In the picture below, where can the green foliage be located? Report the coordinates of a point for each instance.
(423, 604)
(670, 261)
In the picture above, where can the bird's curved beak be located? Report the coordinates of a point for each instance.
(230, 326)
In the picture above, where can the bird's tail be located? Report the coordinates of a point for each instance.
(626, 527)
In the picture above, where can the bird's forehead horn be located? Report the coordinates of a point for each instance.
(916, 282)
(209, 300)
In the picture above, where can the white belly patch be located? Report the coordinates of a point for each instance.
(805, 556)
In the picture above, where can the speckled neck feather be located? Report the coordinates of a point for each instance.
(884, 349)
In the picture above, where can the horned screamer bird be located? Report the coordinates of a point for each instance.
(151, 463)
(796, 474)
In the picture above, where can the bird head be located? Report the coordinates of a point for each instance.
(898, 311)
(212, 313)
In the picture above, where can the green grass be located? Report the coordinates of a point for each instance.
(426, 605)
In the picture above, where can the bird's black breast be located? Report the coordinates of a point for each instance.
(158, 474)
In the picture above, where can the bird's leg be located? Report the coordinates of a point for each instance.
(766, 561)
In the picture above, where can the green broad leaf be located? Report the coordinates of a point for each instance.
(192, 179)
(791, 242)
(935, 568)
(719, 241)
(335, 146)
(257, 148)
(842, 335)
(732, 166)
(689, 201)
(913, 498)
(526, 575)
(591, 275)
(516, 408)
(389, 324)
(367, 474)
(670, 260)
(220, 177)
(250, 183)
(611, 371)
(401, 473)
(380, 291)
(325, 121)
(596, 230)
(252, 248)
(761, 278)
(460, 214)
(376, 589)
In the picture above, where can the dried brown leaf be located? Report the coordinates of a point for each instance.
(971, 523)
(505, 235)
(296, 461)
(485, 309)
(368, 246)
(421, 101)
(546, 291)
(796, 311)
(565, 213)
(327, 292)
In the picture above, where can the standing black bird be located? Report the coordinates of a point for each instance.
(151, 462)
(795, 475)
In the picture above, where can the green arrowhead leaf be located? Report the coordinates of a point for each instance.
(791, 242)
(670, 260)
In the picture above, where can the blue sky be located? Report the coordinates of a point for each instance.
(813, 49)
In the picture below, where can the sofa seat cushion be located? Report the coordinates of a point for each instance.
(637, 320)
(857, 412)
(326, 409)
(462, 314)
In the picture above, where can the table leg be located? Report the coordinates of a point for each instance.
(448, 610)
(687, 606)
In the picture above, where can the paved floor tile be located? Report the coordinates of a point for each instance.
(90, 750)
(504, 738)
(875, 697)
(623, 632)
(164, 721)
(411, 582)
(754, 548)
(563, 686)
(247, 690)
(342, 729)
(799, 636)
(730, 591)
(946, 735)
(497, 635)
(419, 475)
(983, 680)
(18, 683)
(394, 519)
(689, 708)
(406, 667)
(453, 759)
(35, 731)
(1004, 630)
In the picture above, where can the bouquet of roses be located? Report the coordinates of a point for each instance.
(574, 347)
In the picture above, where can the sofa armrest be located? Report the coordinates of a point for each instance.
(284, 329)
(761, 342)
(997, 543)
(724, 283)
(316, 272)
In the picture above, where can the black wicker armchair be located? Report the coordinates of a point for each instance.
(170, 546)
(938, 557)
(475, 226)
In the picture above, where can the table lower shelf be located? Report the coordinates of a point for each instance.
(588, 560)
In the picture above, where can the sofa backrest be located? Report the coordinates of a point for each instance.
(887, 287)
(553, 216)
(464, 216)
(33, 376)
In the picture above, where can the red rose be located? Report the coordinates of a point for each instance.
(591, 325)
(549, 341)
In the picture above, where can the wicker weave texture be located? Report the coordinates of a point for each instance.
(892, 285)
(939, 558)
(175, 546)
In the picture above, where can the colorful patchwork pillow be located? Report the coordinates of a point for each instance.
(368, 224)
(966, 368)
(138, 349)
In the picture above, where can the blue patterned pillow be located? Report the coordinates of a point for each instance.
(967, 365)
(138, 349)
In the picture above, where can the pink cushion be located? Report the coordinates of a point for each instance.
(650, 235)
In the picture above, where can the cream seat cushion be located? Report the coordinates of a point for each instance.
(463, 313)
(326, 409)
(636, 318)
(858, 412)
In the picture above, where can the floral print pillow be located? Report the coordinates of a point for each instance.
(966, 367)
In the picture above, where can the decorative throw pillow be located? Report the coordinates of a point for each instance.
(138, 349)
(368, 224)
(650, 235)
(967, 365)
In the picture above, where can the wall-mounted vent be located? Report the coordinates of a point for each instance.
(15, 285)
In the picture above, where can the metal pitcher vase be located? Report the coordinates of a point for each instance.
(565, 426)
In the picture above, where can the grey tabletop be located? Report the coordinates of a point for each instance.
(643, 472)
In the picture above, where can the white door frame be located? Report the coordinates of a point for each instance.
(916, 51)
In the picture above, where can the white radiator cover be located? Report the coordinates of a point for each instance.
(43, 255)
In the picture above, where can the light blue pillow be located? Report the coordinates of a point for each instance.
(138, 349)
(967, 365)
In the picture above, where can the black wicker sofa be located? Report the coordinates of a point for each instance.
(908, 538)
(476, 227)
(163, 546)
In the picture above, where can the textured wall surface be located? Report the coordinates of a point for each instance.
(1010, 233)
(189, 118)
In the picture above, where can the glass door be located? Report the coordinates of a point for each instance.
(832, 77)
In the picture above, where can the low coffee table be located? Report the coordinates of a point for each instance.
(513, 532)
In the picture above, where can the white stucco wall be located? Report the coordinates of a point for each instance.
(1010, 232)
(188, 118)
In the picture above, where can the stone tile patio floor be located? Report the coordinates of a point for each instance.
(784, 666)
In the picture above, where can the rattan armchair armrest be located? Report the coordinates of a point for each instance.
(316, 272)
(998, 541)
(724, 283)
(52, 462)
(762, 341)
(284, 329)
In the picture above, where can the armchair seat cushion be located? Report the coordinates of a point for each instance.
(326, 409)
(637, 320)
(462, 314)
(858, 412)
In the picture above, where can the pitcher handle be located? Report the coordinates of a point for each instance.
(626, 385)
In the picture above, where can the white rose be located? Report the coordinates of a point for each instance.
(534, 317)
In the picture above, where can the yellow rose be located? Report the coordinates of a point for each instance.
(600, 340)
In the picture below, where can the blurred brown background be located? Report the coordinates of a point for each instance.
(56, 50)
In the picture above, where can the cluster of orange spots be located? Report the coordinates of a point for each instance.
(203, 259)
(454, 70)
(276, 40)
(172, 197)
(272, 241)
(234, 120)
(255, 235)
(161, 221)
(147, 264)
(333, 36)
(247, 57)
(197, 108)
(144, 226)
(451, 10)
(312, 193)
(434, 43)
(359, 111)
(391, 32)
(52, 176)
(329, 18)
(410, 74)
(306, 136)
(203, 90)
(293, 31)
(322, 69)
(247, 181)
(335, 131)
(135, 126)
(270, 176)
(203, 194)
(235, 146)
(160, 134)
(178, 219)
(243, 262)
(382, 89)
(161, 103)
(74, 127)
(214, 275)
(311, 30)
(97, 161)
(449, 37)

TASK BRIEF
Transcribe every record above so that nothing differs from the original.

RESULT OF THE EXERCISE
In the picture below, where can the green foliage be located? Report the coordinates of a point for each instance.
(423, 604)
(670, 261)
In the picture above, where can the bird's curved beak be located? Report the coordinates of a point for each instance.
(230, 326)
In the picture above, where can the bird's tail be located? Report the coordinates of a point for each instance.
(626, 527)
In the picture above, where can the bird's forehead horn be located? Report the coordinates of a point for each instance.
(916, 282)
(209, 300)
In the picture above, where can the white belly patch be located? Report the coordinates of a point for each instance.
(805, 556)
In the picture above, where can the speckled neck feather be located? Report the coordinates of a point for each instance.
(884, 349)
In the picture above, where can the horned screamer bird be located? Report the coordinates of a point for each instance.
(151, 463)
(796, 474)
In the picture above, where can the bird head be located? Report the coordinates of a point for each instance.
(898, 311)
(212, 313)
In the picture above, where can the green grass be located? Report the coordinates of a point for each instance.
(426, 605)
In the picture above, where can the bird's black breast be located? Report the coordinates of a point for each instance.
(158, 474)
In the picture above, where can the bird's leg be located? Report the coordinates of a point for each instance.
(766, 561)
In the picture above, where can the green broad leaf be located? Report the coordinates of a point for each instance.
(192, 179)
(791, 242)
(935, 568)
(719, 241)
(335, 146)
(257, 148)
(842, 335)
(732, 166)
(689, 201)
(913, 498)
(526, 575)
(591, 275)
(516, 408)
(389, 324)
(367, 474)
(670, 260)
(220, 177)
(250, 183)
(611, 371)
(401, 473)
(380, 291)
(325, 121)
(596, 230)
(252, 248)
(761, 278)
(460, 214)
(376, 589)
In the picture above, where can the dried brown leaf be located? Report the coordinates of a point for each instance.
(971, 523)
(505, 235)
(296, 461)
(485, 309)
(368, 246)
(421, 101)
(546, 291)
(796, 311)
(565, 213)
(327, 292)
In the picture above, where can the standing black bird be located? Report the coordinates of a point for each instance.
(151, 462)
(795, 475)
In the picture above, where can the green arrowhead leaf be located? Report the coordinates of a point for each instance.
(791, 242)
(670, 260)
In the picture above, where can the blue sky be located? Report the coordinates of a point for each instance.
(813, 49)
In the picture below, where can the sofa seat cushion be located? Report the coordinates of a point for each instance.
(637, 320)
(857, 412)
(326, 409)
(462, 314)
In the picture above, where can the table leg be located? Report the coordinates of a point for each instance.
(448, 610)
(687, 606)
In the picture above, where can the paved floor tile be located? Report the coordinates of a point for each instance.
(90, 750)
(504, 738)
(875, 697)
(623, 632)
(164, 721)
(411, 582)
(754, 548)
(563, 686)
(247, 690)
(342, 729)
(799, 636)
(730, 591)
(946, 735)
(497, 635)
(419, 475)
(983, 680)
(18, 683)
(394, 519)
(689, 708)
(406, 667)
(453, 759)
(35, 731)
(1004, 630)
In the picture above, where can the bouquet of roses be located? Report the coordinates of a point for each instance.
(574, 347)
In the picture above, where can the sofa armrest be located? Report the coordinates of a point for each instance.
(284, 329)
(761, 342)
(997, 543)
(724, 283)
(316, 272)
In the picture above, where can the black wicker armchair be located? Report the coordinates of a point for each instance.
(170, 546)
(938, 557)
(475, 226)
In the picture above, where can the table lower shelf be located? Report the coordinates of a point for each instance.
(588, 560)
In the picture above, where can the sofa backrest be located? Report the coordinates of a point for each instance.
(887, 287)
(553, 216)
(464, 216)
(33, 376)
In the picture above, where can the red rose be located? Report the coordinates of a point for each instance.
(591, 325)
(549, 341)
In the picture above, where can the wicker weave texture be located? Report the coordinates of a point for each instance.
(892, 285)
(939, 558)
(175, 546)
In the picture above, where can the colorful patchwork pillow be located? Report the coordinates of a point for each instance.
(368, 224)
(966, 368)
(138, 349)
In the picture above, where can the blue patterned pillow be located? Report the coordinates of a point for each instance.
(967, 365)
(138, 349)
In the picture above, where can the pink cushion be located? Report the coordinates of a point for each instance.
(650, 235)
In the picture above, where can the cream seat cushion be located? Report the coordinates of a point for each instance.
(463, 313)
(326, 409)
(636, 318)
(858, 412)
In the picture above, where can the floral print pillow be located? Report the coordinates of a point for each instance.
(966, 367)
In the picture above, where can the decorative throw pillow be located? Report the coordinates of a point for each instance.
(138, 349)
(368, 224)
(650, 235)
(967, 365)
In the picture above, where can the wall-mounted vent be located? Report the coordinates of a point for each instance.
(15, 285)
In the picture above, where can the metal pitcher vase be located? Report the coordinates of a point for each instance.
(565, 426)
In the picture above, where can the grey tabletop be located? Report the coordinates of a point for each instance.
(643, 472)
In the picture above, where can the white door frame be located? Report the coordinates of a point for each instance.
(916, 51)
In the picture above, where can the white radiator cover be located? Report the coordinates of a point for each instance.
(43, 255)
In the picture above, where can the light blue pillow be located? Report the coordinates of a point for each instance.
(138, 349)
(967, 365)
In the picture above, where can the black wicker sofa be located? Report the coordinates of a point for each instance.
(908, 538)
(476, 227)
(163, 546)
In the picture above, where can the textured wall surface be located? Report the coordinates of a point for each instance.
(1010, 233)
(189, 118)
In the picture above, where can the glass door be located? Report the coordinates of a point for each instance.
(832, 77)
In the picture above, where can the low coffee table be located? Report the coordinates of a point for each instance.
(513, 532)
In the picture above, where can the white stucco wall be located? Report the coordinates of a point for each instance.
(1010, 232)
(188, 118)
In the picture above, where can the stone tile patio floor be located? Report the coordinates of a point for each instance.
(784, 666)
In the picture above, where can the rattan armchair armrest be located? Report the coordinates of a point for each instance.
(316, 272)
(998, 541)
(724, 283)
(52, 462)
(762, 341)
(284, 329)
In the picture above, where can the armchair seat cushion be located? Report the coordinates of a point for each instance.
(326, 409)
(637, 320)
(462, 314)
(858, 412)
In the picture above, where can the pitcher handle be located? Report the coordinates of a point for each instance.
(626, 385)
In the picture above, where can the white rose be located? Report the coordinates of a point for each instance.
(534, 317)
In the picture above, where can the yellow rose be located? Report the coordinates of a point for each instance.
(600, 340)
In the picture below, where can the blurred brown background be located? Report the coordinates of a point for each instance.
(56, 50)
In the picture above, where can the cluster of orange spots be located? Report the coordinates of a point for each instance.
(203, 259)
(454, 70)
(276, 40)
(172, 197)
(272, 241)
(234, 120)
(255, 235)
(161, 221)
(147, 264)
(333, 36)
(247, 57)
(197, 108)
(144, 226)
(451, 10)
(312, 193)
(434, 43)
(359, 111)
(391, 32)
(52, 176)
(329, 18)
(410, 74)
(306, 136)
(203, 90)
(293, 31)
(322, 69)
(247, 181)
(335, 131)
(135, 126)
(270, 176)
(203, 194)
(235, 146)
(160, 134)
(178, 219)
(243, 262)
(382, 89)
(161, 103)
(74, 127)
(214, 275)
(311, 30)
(97, 161)
(449, 37)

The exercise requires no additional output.